• [SOURCE DOCUMENT]:
-- begin --

Today was also the last time we would be meeting David, our Blue-Badge tour guide. Because our group was large we were divided into two. While David took one group around the rest were given free time to wander through the galleries, then we would switch. David through the various galleries and gave us a quick but detailed explanation of the paintings, on the background of the artists and the evolution of the style of the paintings they adopted. He had chosen to do this to give as a chronological overview of the painting from the religiously themed work of the Renaissance to the more elitist work of British painter Joshua Reynolds who specialized in historical works denoting the gentry as Classical subjects as the elites liked to be painted as mythical characters, which elevated their personality and the values or virtues they stood for in real life.
One painting that captured my attention and lingered in my head was an artwork painted by Pierre-August Renoir, Boating on the Seine. What was unique about this piece of painting was the way it was drawn – in the Impressionist style. I was especially drawn to how he had captured light’s changing qualities on the water – the river in the painting seemed as though it was flowing right before my eyes.

-- end --

• [RECORD LIST]:
-- begin --

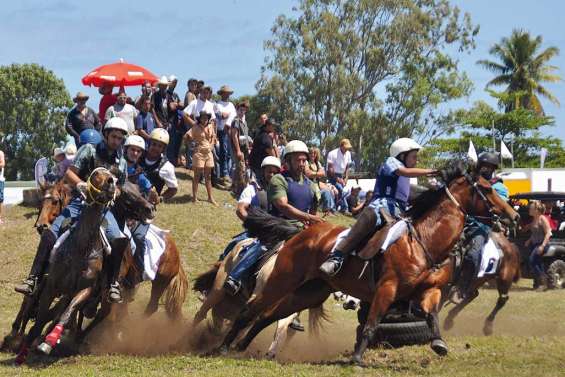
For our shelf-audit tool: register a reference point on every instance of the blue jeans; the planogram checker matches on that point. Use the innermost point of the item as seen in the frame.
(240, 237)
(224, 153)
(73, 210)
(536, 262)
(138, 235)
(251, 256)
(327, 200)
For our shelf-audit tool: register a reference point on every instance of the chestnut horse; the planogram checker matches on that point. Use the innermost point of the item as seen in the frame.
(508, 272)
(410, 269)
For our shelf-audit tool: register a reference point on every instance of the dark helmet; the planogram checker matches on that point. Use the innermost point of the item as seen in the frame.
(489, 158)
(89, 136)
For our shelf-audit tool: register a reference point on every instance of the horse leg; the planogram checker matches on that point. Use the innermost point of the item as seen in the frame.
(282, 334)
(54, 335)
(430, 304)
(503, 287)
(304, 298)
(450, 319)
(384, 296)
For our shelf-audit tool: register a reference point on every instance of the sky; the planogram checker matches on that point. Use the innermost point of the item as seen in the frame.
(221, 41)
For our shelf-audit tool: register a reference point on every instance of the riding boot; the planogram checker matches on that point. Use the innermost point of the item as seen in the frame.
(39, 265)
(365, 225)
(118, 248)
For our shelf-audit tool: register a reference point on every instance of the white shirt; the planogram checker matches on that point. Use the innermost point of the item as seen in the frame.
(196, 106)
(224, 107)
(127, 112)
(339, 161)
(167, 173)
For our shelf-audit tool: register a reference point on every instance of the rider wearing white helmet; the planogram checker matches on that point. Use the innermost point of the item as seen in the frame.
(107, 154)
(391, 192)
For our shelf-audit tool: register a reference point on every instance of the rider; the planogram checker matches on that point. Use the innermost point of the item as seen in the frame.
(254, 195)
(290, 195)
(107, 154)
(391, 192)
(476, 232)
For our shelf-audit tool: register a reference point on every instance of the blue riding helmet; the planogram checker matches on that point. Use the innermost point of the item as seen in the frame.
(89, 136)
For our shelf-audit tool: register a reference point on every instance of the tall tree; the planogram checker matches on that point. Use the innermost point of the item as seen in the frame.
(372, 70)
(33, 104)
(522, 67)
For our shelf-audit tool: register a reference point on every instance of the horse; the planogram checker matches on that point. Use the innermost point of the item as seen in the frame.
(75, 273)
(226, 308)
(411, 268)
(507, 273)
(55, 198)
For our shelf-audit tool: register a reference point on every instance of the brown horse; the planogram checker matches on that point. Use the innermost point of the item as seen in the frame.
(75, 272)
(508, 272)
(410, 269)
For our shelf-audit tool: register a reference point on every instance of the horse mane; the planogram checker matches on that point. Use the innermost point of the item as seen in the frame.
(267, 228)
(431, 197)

-- end --
-- begin --

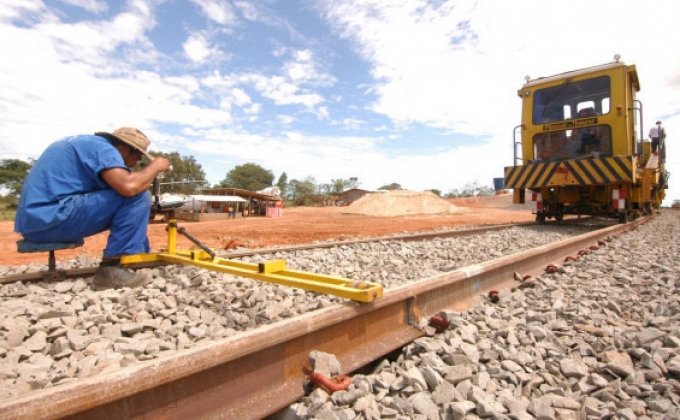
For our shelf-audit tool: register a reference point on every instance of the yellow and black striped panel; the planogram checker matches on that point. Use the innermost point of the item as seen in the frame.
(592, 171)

-- end --
-- begin --

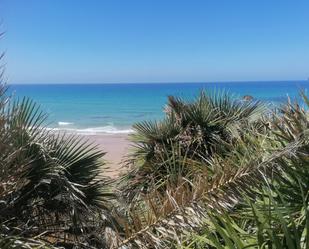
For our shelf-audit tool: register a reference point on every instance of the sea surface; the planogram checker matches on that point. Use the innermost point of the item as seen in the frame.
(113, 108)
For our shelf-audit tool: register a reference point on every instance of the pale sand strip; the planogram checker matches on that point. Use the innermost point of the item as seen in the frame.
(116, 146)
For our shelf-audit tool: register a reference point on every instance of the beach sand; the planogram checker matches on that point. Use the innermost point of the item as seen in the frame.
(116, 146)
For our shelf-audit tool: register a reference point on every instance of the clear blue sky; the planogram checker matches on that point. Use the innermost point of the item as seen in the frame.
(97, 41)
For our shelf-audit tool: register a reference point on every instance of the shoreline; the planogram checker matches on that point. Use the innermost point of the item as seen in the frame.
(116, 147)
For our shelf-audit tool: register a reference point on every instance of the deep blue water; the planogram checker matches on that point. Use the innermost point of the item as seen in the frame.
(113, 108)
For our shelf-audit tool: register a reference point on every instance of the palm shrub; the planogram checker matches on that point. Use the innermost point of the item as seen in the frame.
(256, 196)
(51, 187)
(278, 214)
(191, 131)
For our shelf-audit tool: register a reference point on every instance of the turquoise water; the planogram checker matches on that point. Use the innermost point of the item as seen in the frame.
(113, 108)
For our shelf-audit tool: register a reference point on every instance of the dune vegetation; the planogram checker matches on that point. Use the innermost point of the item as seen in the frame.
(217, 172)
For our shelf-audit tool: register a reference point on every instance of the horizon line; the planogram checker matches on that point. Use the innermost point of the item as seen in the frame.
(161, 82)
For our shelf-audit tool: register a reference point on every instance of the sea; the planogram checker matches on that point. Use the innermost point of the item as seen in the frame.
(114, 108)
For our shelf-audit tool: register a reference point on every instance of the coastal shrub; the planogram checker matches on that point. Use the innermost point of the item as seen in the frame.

-- end --

Reproduce everything in the gallery tour text from "Today was also" down to "in real life.", substituting "rooms" for every "galleries".

Today was also the last time we would be meeting David, our Blue-Badge tour guide. Because our group was large we were divided into two. While David took one group around the rest were given free time to wander through the rooms, then we would switch. David through the various rooms and gave us a quick but detailed explanation of the paintings, on the background of the artists and the evolution of the style of the paintings they adopted. He had chosen to do this to give as a chronological overview of the painting from the religiously themed work of the Renaissance to the more elitist work of British painter Joshua Reynolds who specialized in historical works denoting the gentry as Classical subjects as the elites liked to be painted as mythical characters, which elevated their personality and the values or virtues they stood for in real life.